What to work on
Tally the lines of the items below that contain the string "wall", treating uppercase and lowercase as different, and reply with the number alone.

Records for this exercise

────

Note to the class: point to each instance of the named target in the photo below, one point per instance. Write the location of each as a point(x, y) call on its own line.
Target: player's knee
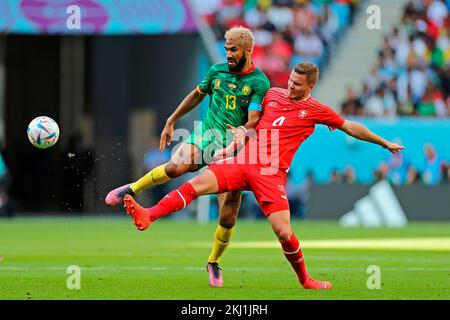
point(175, 170)
point(283, 234)
point(227, 221)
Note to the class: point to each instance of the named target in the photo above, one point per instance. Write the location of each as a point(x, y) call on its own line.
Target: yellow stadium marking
point(412, 244)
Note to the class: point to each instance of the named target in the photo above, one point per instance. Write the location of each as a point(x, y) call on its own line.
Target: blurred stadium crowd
point(286, 31)
point(412, 74)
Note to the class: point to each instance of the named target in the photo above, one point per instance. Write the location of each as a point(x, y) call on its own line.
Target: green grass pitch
point(167, 261)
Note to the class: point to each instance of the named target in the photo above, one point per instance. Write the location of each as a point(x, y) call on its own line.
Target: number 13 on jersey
point(230, 102)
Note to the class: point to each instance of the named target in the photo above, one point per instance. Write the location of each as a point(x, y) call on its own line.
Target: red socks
point(176, 200)
point(293, 253)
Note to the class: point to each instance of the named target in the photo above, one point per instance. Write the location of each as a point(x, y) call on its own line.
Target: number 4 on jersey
point(279, 122)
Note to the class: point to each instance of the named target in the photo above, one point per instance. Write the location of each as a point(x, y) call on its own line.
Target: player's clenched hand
point(239, 134)
point(394, 147)
point(166, 136)
point(224, 152)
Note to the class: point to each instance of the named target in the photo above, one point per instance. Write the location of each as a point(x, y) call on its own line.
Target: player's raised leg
point(280, 222)
point(182, 161)
point(229, 203)
point(205, 183)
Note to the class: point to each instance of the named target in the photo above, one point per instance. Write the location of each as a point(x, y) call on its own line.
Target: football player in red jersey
point(289, 117)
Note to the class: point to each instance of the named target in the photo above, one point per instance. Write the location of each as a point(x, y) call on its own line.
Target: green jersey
point(231, 96)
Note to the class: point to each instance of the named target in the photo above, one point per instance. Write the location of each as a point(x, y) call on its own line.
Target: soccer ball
point(43, 132)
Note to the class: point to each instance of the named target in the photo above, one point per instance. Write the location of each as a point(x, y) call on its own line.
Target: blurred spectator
point(286, 31)
point(308, 47)
point(335, 177)
point(411, 76)
point(349, 176)
point(434, 166)
point(6, 205)
point(352, 105)
point(395, 169)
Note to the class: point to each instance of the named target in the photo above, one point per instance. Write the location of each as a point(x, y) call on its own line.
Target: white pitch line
point(399, 244)
point(158, 268)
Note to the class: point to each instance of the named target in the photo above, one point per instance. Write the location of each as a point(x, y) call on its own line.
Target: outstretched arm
point(190, 102)
point(361, 132)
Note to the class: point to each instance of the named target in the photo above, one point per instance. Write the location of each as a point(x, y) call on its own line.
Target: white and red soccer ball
point(43, 132)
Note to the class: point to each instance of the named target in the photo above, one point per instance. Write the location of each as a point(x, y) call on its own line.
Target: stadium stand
point(286, 31)
point(412, 74)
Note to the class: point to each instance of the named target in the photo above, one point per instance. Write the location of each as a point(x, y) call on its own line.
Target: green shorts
point(209, 141)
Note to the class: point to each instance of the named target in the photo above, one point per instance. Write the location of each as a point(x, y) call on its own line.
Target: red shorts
point(267, 184)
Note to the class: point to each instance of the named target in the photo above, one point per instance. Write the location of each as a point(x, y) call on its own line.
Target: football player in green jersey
point(236, 89)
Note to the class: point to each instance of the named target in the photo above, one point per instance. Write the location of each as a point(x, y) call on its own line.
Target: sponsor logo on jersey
point(246, 90)
point(217, 84)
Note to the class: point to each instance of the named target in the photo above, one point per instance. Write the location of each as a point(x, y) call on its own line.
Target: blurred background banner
point(97, 16)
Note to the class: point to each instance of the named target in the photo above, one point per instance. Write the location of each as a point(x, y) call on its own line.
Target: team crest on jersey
point(217, 83)
point(246, 90)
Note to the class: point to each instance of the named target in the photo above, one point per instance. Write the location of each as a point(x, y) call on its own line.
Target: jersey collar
point(246, 72)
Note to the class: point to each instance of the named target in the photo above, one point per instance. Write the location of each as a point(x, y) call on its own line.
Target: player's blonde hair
point(243, 36)
point(309, 69)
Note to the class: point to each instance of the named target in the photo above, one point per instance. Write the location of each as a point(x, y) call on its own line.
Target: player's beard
point(239, 65)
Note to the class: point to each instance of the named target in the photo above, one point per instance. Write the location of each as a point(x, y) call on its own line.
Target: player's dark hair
point(309, 69)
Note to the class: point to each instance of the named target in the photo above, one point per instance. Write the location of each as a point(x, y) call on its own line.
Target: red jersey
point(284, 125)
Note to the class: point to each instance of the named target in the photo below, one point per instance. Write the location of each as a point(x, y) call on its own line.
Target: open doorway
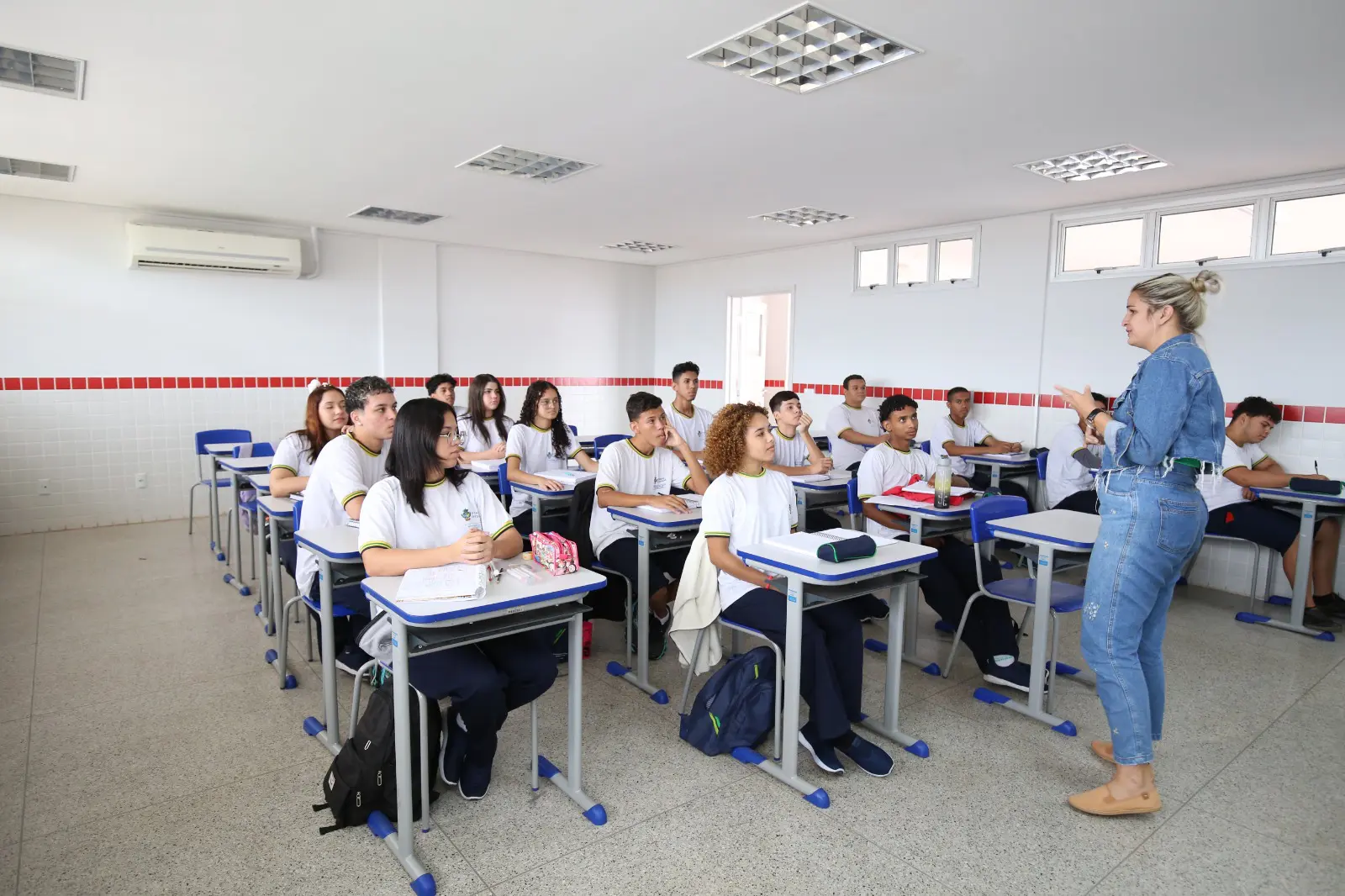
point(760, 340)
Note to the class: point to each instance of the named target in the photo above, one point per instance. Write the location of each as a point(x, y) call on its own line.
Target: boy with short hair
point(643, 470)
point(853, 427)
point(340, 478)
point(952, 577)
point(959, 435)
point(692, 423)
point(1235, 512)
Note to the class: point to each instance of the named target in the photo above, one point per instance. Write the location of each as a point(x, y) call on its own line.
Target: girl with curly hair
point(746, 505)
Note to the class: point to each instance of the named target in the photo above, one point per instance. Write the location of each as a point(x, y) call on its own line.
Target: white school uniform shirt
point(1064, 474)
point(293, 455)
point(625, 470)
point(746, 510)
point(862, 420)
point(692, 428)
point(885, 467)
point(451, 512)
point(472, 440)
point(1219, 490)
point(345, 470)
point(535, 454)
point(966, 436)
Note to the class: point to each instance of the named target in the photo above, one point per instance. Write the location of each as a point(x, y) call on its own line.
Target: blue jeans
point(1152, 524)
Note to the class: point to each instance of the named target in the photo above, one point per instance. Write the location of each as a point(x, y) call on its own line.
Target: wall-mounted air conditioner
point(188, 249)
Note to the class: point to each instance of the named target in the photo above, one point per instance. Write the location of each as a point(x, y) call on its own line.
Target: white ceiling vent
point(40, 170)
point(40, 71)
point(804, 49)
point(526, 163)
point(187, 249)
point(804, 217)
point(378, 213)
point(1095, 163)
point(639, 245)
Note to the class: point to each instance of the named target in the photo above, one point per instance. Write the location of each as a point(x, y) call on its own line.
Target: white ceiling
point(306, 111)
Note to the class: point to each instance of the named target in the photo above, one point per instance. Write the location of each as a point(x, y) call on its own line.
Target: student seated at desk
point(959, 435)
point(540, 441)
point(692, 423)
point(1234, 512)
point(853, 427)
point(338, 482)
point(1071, 465)
point(746, 505)
point(324, 419)
point(950, 577)
point(430, 513)
point(639, 472)
point(484, 427)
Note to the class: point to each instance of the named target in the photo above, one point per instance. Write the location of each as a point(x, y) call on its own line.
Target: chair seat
point(1064, 598)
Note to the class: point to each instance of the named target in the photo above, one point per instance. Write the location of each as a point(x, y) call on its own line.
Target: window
point(1100, 246)
point(1200, 235)
point(873, 268)
point(955, 259)
point(914, 262)
point(1309, 225)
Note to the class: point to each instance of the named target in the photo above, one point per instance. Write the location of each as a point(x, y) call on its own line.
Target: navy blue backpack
point(736, 708)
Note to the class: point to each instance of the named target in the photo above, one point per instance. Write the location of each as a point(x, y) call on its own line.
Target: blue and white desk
point(513, 607)
point(1049, 530)
point(334, 546)
point(811, 582)
point(656, 532)
point(1311, 506)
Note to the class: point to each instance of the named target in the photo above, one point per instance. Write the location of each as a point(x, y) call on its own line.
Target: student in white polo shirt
point(537, 443)
point(342, 475)
point(746, 505)
point(430, 513)
point(690, 421)
point(1071, 465)
point(1232, 512)
point(853, 427)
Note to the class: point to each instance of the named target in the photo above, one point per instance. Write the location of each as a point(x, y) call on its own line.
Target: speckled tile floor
point(147, 750)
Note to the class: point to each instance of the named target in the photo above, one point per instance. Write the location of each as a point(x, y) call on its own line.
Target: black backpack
point(363, 775)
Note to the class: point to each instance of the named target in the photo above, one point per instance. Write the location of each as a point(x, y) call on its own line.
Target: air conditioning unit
point(187, 249)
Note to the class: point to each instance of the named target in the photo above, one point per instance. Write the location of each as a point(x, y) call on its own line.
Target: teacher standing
point(1167, 425)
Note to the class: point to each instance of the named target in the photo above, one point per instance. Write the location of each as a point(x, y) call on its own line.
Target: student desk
point(1048, 530)
point(510, 607)
point(813, 582)
point(656, 532)
point(1309, 505)
point(926, 521)
point(331, 546)
point(824, 493)
point(240, 468)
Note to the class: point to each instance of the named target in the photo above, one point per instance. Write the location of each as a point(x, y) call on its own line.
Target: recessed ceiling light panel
point(42, 73)
point(804, 217)
point(804, 49)
point(40, 170)
point(526, 163)
point(394, 214)
point(1095, 163)
point(639, 245)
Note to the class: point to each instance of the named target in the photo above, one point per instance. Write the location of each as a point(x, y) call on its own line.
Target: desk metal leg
point(1302, 569)
point(789, 767)
point(1040, 638)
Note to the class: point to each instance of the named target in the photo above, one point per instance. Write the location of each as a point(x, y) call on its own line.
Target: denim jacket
point(1172, 408)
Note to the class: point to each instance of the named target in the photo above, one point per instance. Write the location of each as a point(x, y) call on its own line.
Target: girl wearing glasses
point(540, 441)
point(430, 513)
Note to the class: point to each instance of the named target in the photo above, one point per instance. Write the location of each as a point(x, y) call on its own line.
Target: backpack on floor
point(736, 708)
point(363, 775)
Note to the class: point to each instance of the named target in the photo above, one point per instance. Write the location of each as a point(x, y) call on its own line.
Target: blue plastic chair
point(1064, 598)
point(210, 437)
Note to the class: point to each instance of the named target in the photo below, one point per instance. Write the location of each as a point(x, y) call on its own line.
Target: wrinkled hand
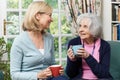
point(82, 53)
point(70, 54)
point(44, 73)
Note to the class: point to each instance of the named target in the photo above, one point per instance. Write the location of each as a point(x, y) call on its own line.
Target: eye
point(80, 25)
point(85, 26)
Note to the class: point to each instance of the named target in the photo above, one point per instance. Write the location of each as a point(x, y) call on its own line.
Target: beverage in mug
point(75, 48)
point(55, 70)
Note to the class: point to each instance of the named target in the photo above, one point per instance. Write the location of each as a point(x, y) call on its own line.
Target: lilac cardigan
point(101, 69)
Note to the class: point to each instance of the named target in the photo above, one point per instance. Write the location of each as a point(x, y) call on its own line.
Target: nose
point(51, 20)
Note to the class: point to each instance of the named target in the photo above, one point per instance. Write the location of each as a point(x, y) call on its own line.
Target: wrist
point(86, 55)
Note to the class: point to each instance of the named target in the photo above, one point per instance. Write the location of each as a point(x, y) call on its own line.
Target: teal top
point(26, 60)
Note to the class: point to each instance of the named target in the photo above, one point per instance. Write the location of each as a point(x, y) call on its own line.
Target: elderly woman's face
point(83, 30)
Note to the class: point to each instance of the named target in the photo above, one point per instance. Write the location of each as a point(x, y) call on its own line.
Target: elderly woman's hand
point(70, 54)
point(44, 73)
point(82, 53)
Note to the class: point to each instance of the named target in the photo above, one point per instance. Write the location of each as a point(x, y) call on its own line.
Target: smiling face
point(83, 30)
point(44, 20)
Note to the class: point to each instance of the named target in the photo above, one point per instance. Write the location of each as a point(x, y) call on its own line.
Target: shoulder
point(75, 41)
point(20, 38)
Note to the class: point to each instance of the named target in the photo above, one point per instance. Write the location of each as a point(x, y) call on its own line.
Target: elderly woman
point(93, 60)
point(32, 52)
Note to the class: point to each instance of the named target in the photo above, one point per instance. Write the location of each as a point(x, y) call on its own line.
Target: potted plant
point(4, 65)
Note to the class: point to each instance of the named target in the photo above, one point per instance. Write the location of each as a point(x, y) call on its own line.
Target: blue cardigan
point(101, 69)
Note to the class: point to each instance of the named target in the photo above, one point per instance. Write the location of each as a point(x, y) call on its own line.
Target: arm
point(73, 67)
point(16, 56)
point(101, 69)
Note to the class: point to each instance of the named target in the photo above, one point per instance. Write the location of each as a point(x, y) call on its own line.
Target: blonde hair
point(30, 22)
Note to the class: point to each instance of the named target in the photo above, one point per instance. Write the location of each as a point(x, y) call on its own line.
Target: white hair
point(94, 24)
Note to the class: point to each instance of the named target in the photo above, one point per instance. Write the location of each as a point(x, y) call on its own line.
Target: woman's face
point(83, 30)
point(45, 19)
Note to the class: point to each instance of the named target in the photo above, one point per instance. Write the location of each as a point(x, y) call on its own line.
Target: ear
point(37, 16)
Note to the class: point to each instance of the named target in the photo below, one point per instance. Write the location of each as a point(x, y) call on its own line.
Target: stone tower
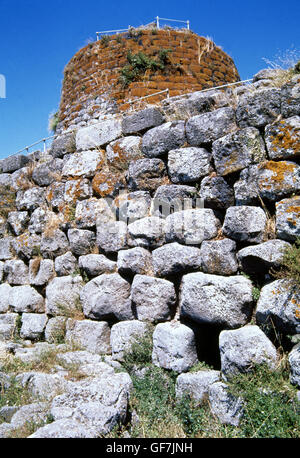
point(106, 74)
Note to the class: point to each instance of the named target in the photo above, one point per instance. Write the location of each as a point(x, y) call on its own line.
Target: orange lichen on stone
point(95, 70)
point(278, 169)
point(287, 138)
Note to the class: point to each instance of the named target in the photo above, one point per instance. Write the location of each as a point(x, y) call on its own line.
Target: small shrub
point(53, 122)
point(139, 63)
point(7, 200)
point(105, 40)
point(270, 405)
point(14, 395)
point(290, 264)
point(140, 353)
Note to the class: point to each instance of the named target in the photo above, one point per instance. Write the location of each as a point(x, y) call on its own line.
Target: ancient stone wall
point(188, 63)
point(167, 224)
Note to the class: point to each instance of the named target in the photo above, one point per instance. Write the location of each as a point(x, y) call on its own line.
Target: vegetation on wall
point(139, 63)
point(53, 121)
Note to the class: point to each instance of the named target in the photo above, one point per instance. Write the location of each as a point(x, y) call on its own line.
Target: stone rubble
point(150, 223)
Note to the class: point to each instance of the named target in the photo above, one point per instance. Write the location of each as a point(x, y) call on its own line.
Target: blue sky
point(37, 39)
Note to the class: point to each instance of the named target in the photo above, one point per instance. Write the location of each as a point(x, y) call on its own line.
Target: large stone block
point(107, 297)
point(217, 300)
point(174, 347)
point(98, 134)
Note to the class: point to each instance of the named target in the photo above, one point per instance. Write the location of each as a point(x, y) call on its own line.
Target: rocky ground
point(175, 227)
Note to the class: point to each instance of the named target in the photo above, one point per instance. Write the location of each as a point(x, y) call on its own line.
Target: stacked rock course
point(149, 219)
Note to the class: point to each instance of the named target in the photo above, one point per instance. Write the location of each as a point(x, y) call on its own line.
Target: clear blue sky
point(37, 39)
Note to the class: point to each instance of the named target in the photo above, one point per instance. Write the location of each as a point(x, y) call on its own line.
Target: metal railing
point(146, 97)
point(171, 20)
point(27, 148)
point(156, 21)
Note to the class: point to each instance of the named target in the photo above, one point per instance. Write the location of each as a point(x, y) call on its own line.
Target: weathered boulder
point(41, 271)
point(27, 245)
point(219, 257)
point(55, 196)
point(62, 296)
point(153, 299)
point(83, 164)
point(81, 241)
point(294, 361)
point(216, 193)
point(208, 127)
point(186, 165)
point(288, 219)
point(75, 190)
point(98, 134)
point(112, 236)
point(258, 108)
point(35, 413)
point(282, 138)
point(6, 248)
point(65, 264)
point(96, 264)
point(107, 296)
point(55, 329)
point(39, 219)
point(172, 198)
point(174, 258)
point(192, 226)
point(121, 151)
point(245, 189)
point(147, 232)
point(174, 347)
point(238, 150)
point(90, 335)
point(242, 349)
point(42, 386)
point(133, 206)
point(30, 199)
point(100, 403)
point(54, 243)
point(290, 95)
point(89, 211)
point(8, 326)
point(226, 407)
point(26, 299)
point(145, 174)
point(18, 221)
point(33, 325)
point(65, 428)
point(245, 224)
point(278, 306)
point(4, 297)
point(261, 258)
point(13, 163)
point(63, 144)
point(217, 300)
point(196, 384)
point(123, 335)
point(136, 260)
point(160, 140)
point(275, 180)
point(16, 272)
point(47, 172)
point(142, 120)
point(88, 364)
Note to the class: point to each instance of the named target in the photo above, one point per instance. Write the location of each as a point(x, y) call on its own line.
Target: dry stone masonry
point(151, 220)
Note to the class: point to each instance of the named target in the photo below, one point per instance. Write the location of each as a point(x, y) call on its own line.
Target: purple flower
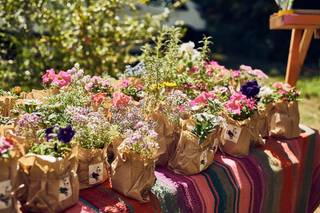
point(48, 133)
point(66, 134)
point(250, 89)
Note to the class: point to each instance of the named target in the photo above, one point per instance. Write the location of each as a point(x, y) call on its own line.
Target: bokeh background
point(103, 36)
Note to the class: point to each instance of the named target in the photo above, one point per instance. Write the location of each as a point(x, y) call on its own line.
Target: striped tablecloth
point(283, 176)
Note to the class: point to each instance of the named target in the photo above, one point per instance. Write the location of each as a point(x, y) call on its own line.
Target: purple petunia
point(250, 89)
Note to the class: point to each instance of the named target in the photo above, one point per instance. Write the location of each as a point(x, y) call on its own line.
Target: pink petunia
point(120, 100)
point(48, 77)
point(202, 98)
point(62, 79)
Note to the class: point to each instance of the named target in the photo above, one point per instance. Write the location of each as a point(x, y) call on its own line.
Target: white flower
point(187, 47)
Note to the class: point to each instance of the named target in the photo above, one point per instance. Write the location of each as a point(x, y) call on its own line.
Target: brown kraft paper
point(191, 157)
point(133, 176)
point(44, 185)
point(237, 136)
point(93, 167)
point(166, 138)
point(6, 105)
point(8, 171)
point(284, 120)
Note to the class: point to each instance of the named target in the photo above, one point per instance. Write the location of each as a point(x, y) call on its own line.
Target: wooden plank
point(295, 21)
point(293, 58)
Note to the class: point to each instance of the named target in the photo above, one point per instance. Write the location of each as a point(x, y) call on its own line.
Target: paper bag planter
point(194, 154)
point(284, 115)
point(93, 167)
point(8, 171)
point(46, 183)
point(133, 169)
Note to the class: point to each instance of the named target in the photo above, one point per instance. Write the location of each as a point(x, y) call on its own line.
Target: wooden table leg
point(293, 58)
point(299, 45)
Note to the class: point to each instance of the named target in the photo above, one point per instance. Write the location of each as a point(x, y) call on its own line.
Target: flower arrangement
point(6, 147)
point(93, 131)
point(99, 85)
point(240, 107)
point(57, 142)
point(142, 140)
point(52, 79)
point(205, 124)
point(131, 88)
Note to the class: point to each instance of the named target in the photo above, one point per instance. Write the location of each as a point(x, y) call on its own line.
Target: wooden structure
point(304, 25)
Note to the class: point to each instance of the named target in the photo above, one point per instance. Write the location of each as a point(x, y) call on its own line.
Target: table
point(283, 176)
point(303, 27)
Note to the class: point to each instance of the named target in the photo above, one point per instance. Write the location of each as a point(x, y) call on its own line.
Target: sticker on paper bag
point(232, 133)
point(95, 173)
point(5, 199)
point(64, 189)
point(203, 160)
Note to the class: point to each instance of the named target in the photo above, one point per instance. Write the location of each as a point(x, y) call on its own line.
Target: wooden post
point(293, 58)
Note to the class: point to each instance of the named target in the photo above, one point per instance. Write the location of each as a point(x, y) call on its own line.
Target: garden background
point(103, 36)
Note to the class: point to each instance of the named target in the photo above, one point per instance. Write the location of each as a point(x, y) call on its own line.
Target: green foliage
point(55, 149)
point(100, 35)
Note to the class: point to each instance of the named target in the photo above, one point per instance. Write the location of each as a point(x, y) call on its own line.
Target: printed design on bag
point(232, 133)
point(203, 160)
point(95, 173)
point(5, 189)
point(64, 189)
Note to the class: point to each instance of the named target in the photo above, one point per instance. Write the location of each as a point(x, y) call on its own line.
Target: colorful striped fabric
point(283, 176)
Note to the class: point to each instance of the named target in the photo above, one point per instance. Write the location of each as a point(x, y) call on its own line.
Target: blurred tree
point(100, 35)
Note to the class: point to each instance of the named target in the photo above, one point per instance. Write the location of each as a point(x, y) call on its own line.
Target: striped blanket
point(283, 176)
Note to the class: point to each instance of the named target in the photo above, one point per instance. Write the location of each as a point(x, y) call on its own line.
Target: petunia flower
point(250, 89)
point(65, 134)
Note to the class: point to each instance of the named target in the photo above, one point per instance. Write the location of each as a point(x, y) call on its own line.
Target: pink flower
point(48, 77)
point(259, 73)
point(88, 86)
point(125, 83)
point(98, 98)
point(62, 79)
point(237, 102)
point(194, 69)
point(245, 68)
point(120, 100)
point(235, 74)
point(202, 98)
point(5, 145)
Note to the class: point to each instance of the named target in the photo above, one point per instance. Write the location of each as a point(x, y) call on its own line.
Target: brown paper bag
point(167, 137)
point(237, 136)
point(23, 144)
point(191, 157)
point(133, 176)
point(284, 120)
point(6, 105)
point(8, 171)
point(93, 167)
point(47, 184)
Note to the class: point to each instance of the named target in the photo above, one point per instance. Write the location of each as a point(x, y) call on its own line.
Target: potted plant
point(8, 168)
point(133, 169)
point(197, 145)
point(47, 180)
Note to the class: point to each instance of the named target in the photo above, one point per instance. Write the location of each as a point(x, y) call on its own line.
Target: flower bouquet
point(166, 117)
point(47, 179)
point(199, 141)
point(284, 116)
point(93, 135)
point(133, 169)
point(8, 168)
point(241, 128)
point(7, 103)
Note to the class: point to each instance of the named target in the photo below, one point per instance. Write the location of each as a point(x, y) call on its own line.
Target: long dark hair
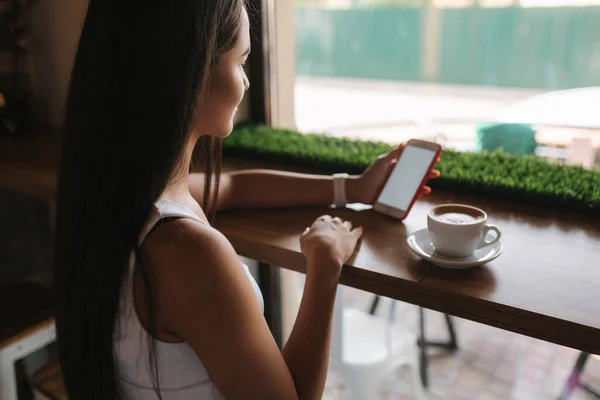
point(139, 68)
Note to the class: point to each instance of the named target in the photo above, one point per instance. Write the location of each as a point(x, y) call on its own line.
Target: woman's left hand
point(365, 188)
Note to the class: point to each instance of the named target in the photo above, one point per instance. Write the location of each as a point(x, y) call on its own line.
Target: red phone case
point(423, 182)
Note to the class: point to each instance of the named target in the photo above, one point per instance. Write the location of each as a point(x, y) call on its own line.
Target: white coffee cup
point(458, 230)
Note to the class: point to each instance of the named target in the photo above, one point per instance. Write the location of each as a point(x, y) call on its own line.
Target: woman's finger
point(433, 174)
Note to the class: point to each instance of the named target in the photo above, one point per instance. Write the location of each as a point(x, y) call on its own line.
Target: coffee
point(458, 230)
point(457, 215)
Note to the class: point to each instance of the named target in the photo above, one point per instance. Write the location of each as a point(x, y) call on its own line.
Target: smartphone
point(407, 178)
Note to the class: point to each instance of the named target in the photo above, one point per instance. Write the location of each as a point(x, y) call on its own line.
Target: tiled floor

────

Expected answer
3